ASSIGNMENT
Reproduce the concert review word for word, from "Kimya Dawson, Cumulus: May" up to and including "migrating to Seattle.".

Kimya Dawson, Cumulus: May 13 at The Old Foundry

Kimya Dawson and Cumulus (Alexandra Niedzialkowski) are both familiar faces to Bellingham. Kimya Dawson played last year with Portugal, and The Man at WWU and Cumulus originally began in Bellingham before migrating to Seattle.

They played at The Old Foundry on Mother’s Day as a benefit for Girls Rock Camp, a foundation benefitting young girls ages 8-18, empowering as well as providing a positive space for creative expression through music. Needless to say this was an extremely anticipated show straight from the get go. Despite the show being on a Sunday, there was a fairly decent turnout of around 100 people.

The Foundry turned into a giant living room for the night, with rugs filling the floor for people to sit on, making a comfy space for this night of amazing singer/songwriters which was oh so picturesque. The atmosphere was impeccable, just the way one should see these artists – something intimate, personal, and fun.The stage was set on the floor, merely a chair, microphone, and the show started.

Cumulus opened the show with her dreamy acoustic songs that provoke nostalgic and warm feelings, helping to get the crowd comfortable for the evening. She shared stories and meanings behind her music, making a connection with the audience, and allowing the songs an even greater impact upon listening to them. This truly felt like a living room, comfortable space, and the perfect way to spend Mother’s Day or just a beautiful Sunday evening.

As things were starting to feel like things couldn’t get any better, Kimya Dawson took the stage and started to play. She, like Cumulus, told stories in between songs. She did of course play the familiar tunes that have become what she is most known for off the “Juno” soundtrack, but she also played songs that are brand new or have not yet been recorded. Her last five songs were extremely powerful, one being a song called “Thunder Thighs,” telling a story of her friend who died of cancer. It is a 10-minute song, but it went by in a flash due to the captivating nature of the lyrics which were sobering to say the least.

The crowd was great that night, very respectful of what each musician had to say and they listened closely to the music that was being played.

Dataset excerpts

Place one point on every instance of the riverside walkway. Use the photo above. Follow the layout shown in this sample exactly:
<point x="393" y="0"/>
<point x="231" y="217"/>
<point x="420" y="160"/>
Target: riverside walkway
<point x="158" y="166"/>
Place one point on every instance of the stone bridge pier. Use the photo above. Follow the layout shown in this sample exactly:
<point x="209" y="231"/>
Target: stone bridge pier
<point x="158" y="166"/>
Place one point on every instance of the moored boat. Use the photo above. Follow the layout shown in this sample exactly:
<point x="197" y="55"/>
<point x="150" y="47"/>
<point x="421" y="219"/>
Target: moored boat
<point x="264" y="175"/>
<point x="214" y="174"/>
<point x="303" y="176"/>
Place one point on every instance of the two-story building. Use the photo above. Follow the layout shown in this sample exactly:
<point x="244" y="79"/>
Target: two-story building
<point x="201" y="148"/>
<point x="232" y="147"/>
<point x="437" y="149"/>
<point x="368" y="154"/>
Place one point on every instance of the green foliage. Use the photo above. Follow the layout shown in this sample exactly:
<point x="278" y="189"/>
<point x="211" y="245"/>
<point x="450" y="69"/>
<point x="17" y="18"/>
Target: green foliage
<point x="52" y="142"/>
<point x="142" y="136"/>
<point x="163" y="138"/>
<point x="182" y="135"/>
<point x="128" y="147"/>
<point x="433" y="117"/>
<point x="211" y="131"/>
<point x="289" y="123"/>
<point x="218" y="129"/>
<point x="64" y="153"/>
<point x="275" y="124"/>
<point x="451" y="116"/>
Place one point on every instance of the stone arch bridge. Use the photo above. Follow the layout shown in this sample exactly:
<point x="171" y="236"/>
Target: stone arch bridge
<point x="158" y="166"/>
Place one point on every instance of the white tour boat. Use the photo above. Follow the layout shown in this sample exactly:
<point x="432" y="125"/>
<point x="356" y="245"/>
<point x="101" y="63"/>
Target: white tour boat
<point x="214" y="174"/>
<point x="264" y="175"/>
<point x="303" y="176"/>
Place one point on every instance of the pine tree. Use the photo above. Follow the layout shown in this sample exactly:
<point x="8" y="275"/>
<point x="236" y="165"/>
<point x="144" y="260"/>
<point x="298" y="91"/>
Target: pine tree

YOUR SOLUTION
Kimya Dawson, Cumulus: May 13 at The Old Foundry

Kimya Dawson and Cumulus (Alexandra Niedzialkowski) are both familiar faces to Bellingham. Kimya Dawson played last year with Portugal, and The Man at WWU and Cumulus originally began in Bellingham before migrating to Seattle.